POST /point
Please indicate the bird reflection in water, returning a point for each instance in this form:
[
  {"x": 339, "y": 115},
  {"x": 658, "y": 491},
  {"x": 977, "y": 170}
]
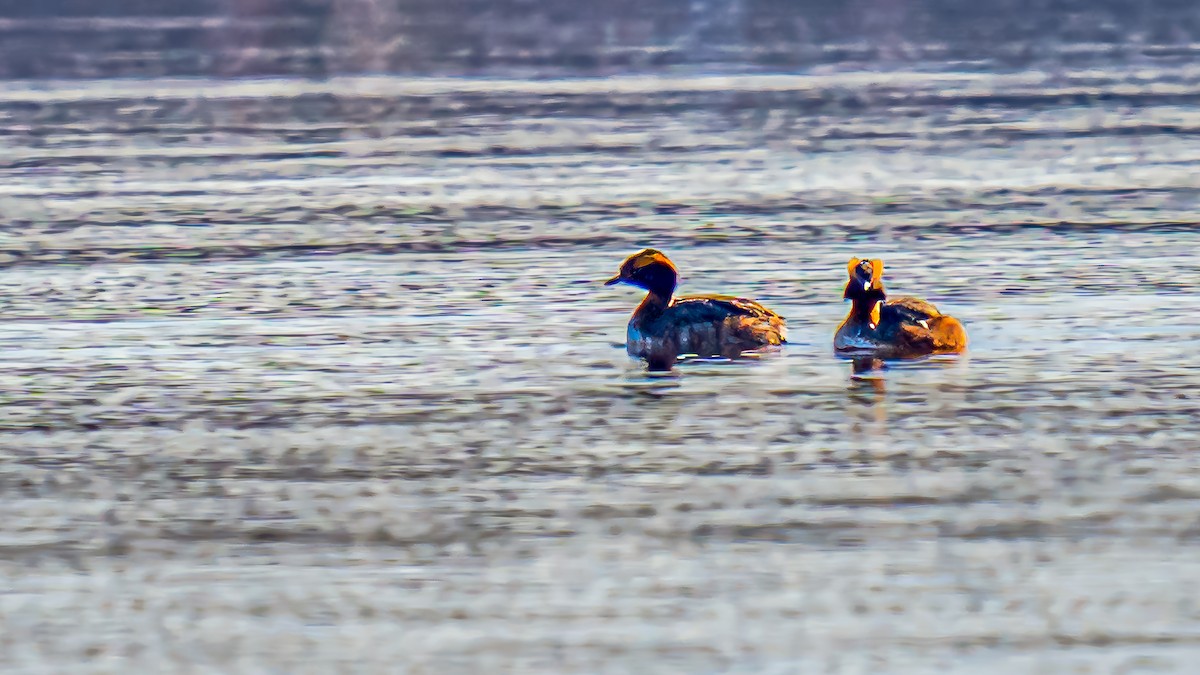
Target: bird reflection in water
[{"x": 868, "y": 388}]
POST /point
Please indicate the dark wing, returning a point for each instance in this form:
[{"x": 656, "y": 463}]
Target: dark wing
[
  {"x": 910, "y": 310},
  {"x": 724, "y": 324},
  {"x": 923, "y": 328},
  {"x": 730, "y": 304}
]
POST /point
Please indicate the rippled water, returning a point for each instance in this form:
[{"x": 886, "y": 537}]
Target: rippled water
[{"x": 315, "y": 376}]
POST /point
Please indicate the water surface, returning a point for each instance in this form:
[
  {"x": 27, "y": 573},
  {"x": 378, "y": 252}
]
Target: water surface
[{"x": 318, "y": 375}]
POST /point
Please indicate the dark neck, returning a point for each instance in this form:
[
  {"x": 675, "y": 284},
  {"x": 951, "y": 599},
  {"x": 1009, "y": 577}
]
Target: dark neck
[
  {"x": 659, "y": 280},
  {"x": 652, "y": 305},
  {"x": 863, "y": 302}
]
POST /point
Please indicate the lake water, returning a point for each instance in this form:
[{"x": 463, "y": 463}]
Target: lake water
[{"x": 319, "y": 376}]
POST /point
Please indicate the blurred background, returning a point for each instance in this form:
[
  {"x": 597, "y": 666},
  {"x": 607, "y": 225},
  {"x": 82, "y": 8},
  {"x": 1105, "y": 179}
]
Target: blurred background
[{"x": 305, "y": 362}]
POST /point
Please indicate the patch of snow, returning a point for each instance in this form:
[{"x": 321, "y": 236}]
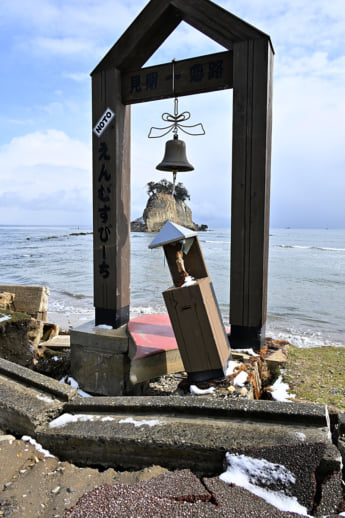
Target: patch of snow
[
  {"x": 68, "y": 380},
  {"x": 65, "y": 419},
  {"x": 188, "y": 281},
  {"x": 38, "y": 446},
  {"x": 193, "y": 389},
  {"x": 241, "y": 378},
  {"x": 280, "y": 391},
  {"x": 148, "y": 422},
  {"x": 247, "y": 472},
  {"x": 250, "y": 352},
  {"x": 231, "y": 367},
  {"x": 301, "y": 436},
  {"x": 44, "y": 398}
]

-------------------------

WORK REQUIRED: Count the lines in the material above that contain the word "instance" and reply with that number alone.

SOLVED PROBLEM: 8